> **Task description**:
Using the fscache patch message, decide whether each statement agrees with it, and answer yes or no with the deciding words quoted exactly.
1. A wake-up delayed past 20 seconds makes the first timed wait expire.
2. The patch changes more than one file.
3. The fix waits with wait_on_bit() in place of wait_var_event().

2022-12-26 10:58:29

by Hou Tao

[permalink] [raw]
Subject: [PATCH v2 1/2] fscache: Use wait_on_bit() to wait for the freeing of relinquished volume

From: Hou Tao <[email protected]>

The freeing of relinquished volume will wake up the pending volume
acquisition by using wake_up_bit(), however it is mismatched with
wait_var_event() used in fscache_wait_on_volume_collision() and it will
never wake up the waiter in the wait-queue because these two functions
operate on different wait-queues.

According to the implementation in fscache_wait_on_volume_collision(),
if the wake-up of pending acquisition is delayed longer than 20 seconds
(e.g., due to the delay of on-demand fd closing), the first
wait_var_event_timeout() will timeout and the following wait_var_event()
will hang forever as shown below:

FS-Cache: Potential volume collision new=00000024 old=00000022
......
INFO: task mount:1148 blocked for more than 122 seconds.
Not tainted 6.1.0-rc6+ #1
task:mount state:D stack:0 pid:1148 ppid:1
Call Trace:
<TASK>
__schedule+0x2f6/0xb80
schedule+0x67/0xe0
fscache_wait_on_volume_collision.cold+0x80/0x82
__fscache_acquire_volume+0x40d/0x4e0
erofs_fscache_register_volume+0x51/0xe0 [erofs]
erofs_fscache_register_fs+0x19c/0x240 [erofs]
erofs_fc_fill_super+0x746/0xaf0 [erofs]
vfs_get_super+0x7d/0x100
get_tree_nodev+0x16/0x20
erofs_fc_get_tree+0x20/0x30 [erofs]
vfs_get_tree+0x24/0xb0
path_mount+0x2fa/0xa90
do_mount+0x7c/0xa0
__x64_sys_mount+0x8b/0xe0
do_syscall_64+0x30/0x60
entry_SYSCALL_64_after_hwframe+0x46/0xb0

Considering that wake_up_bit() is more selective, so fixing it by using
wait_on_bit() instead of wait_var_event() to wait for the freeing of
relinquished volume. In addition because waitqueue_active() is used in
wake_up_bit() and clear_bit() doesn't imply any memory barrier, so also
adding smp_mb__after_atomic() before wake_up_bit().

Fixes: 62ab63352350 ("fscache: Implement volume registration")
Signed-off-by: Hou Tao <[email protected]>
---
fs/fscache/volume.c | 12 +++++++++---
1 file changed, 9 insertions(+), 3 deletions(-)

diff --git a/fs/fscache/volume.c b/fs/fscache/volume.c
index ab8ceddf9efa..fc3dd3bc851d 100644
--- a/fs/fscache/volume.c
+++ b/fs/fscache/volume.c
@@ -141,13 +141,14 @@ static bool fscache_is_acquire_pending(struct fscache_volume *volume)

> **Records**:

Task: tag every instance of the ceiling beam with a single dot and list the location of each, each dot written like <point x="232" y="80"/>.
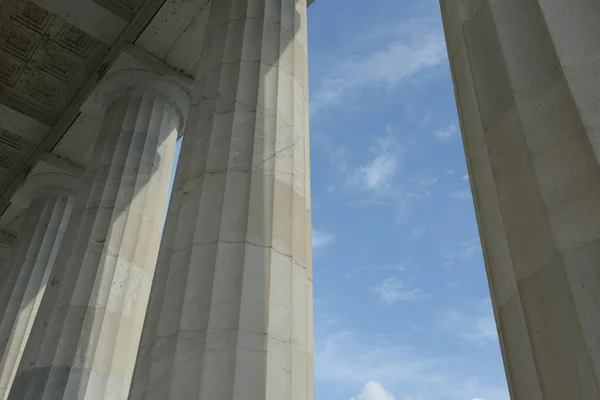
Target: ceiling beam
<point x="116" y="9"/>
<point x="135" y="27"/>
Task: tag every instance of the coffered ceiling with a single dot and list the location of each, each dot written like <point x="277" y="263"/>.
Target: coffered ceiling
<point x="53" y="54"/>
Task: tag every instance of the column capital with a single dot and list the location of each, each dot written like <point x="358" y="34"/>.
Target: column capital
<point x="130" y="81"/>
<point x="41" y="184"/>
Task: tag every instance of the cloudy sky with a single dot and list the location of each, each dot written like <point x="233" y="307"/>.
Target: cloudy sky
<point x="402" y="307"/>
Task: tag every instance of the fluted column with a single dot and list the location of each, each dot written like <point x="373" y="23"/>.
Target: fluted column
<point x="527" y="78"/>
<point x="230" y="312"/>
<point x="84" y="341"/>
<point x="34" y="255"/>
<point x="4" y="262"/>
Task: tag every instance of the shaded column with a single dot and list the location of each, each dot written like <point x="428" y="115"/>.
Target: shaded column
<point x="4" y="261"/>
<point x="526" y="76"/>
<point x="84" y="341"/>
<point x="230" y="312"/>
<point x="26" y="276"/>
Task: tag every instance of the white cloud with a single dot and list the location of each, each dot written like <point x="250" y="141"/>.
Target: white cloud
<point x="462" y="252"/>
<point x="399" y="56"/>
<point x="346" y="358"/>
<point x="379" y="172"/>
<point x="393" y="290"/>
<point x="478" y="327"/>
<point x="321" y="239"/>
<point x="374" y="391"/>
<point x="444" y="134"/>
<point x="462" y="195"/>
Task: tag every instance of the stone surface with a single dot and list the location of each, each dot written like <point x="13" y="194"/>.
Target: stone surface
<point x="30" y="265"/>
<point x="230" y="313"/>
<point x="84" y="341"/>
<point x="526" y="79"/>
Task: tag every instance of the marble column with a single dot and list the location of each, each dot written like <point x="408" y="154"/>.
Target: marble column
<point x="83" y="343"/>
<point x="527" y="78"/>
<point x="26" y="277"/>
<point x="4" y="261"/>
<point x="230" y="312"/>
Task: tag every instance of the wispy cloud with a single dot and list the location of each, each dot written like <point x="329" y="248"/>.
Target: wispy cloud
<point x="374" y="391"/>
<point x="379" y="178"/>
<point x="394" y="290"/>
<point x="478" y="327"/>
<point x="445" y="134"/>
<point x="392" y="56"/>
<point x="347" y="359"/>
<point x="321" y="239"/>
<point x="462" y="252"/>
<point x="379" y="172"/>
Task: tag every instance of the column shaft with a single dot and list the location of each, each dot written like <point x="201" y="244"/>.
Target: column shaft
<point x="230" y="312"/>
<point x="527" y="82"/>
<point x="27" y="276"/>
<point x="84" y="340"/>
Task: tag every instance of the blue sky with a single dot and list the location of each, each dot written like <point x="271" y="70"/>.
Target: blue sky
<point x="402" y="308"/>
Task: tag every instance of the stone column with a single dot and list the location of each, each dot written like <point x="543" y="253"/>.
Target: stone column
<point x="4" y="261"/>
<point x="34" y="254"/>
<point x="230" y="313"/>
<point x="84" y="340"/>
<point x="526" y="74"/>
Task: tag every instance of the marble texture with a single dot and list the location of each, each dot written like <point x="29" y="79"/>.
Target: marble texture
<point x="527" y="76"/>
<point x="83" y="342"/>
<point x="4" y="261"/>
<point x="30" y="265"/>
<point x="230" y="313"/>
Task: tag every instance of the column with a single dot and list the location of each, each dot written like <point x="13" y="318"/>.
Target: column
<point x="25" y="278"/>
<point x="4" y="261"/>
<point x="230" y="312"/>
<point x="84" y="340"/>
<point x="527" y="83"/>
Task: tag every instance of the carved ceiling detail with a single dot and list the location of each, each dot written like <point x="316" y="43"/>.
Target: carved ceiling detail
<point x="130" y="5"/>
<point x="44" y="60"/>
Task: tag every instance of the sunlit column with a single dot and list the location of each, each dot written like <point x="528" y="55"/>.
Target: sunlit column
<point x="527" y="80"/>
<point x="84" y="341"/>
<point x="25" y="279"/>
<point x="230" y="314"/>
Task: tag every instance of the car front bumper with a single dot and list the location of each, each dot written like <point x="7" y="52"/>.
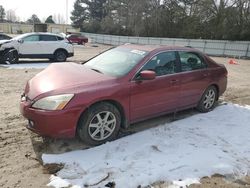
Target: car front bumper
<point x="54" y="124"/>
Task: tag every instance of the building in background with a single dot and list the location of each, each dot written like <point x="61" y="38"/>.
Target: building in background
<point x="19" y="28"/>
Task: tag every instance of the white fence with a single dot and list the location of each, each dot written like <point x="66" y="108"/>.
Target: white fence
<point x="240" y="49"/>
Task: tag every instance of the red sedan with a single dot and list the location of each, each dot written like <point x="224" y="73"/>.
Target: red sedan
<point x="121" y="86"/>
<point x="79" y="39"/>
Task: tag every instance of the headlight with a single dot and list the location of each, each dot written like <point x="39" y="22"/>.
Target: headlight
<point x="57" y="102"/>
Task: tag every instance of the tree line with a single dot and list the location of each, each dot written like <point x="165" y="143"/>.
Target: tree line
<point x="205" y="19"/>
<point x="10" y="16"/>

> **Correct response**:
1. Yes: "if the wake-up of pending acquisition is delayed longer than 20 seconds" and "the first wait_var_event_timeout() will timeout"
2. No: "1 file changed, 9 insertions(+), 3 deletions(-)"
3. Yes: "using wait_on_bit() instead of wait_var_event() to wait for the freeing of relinquished volume"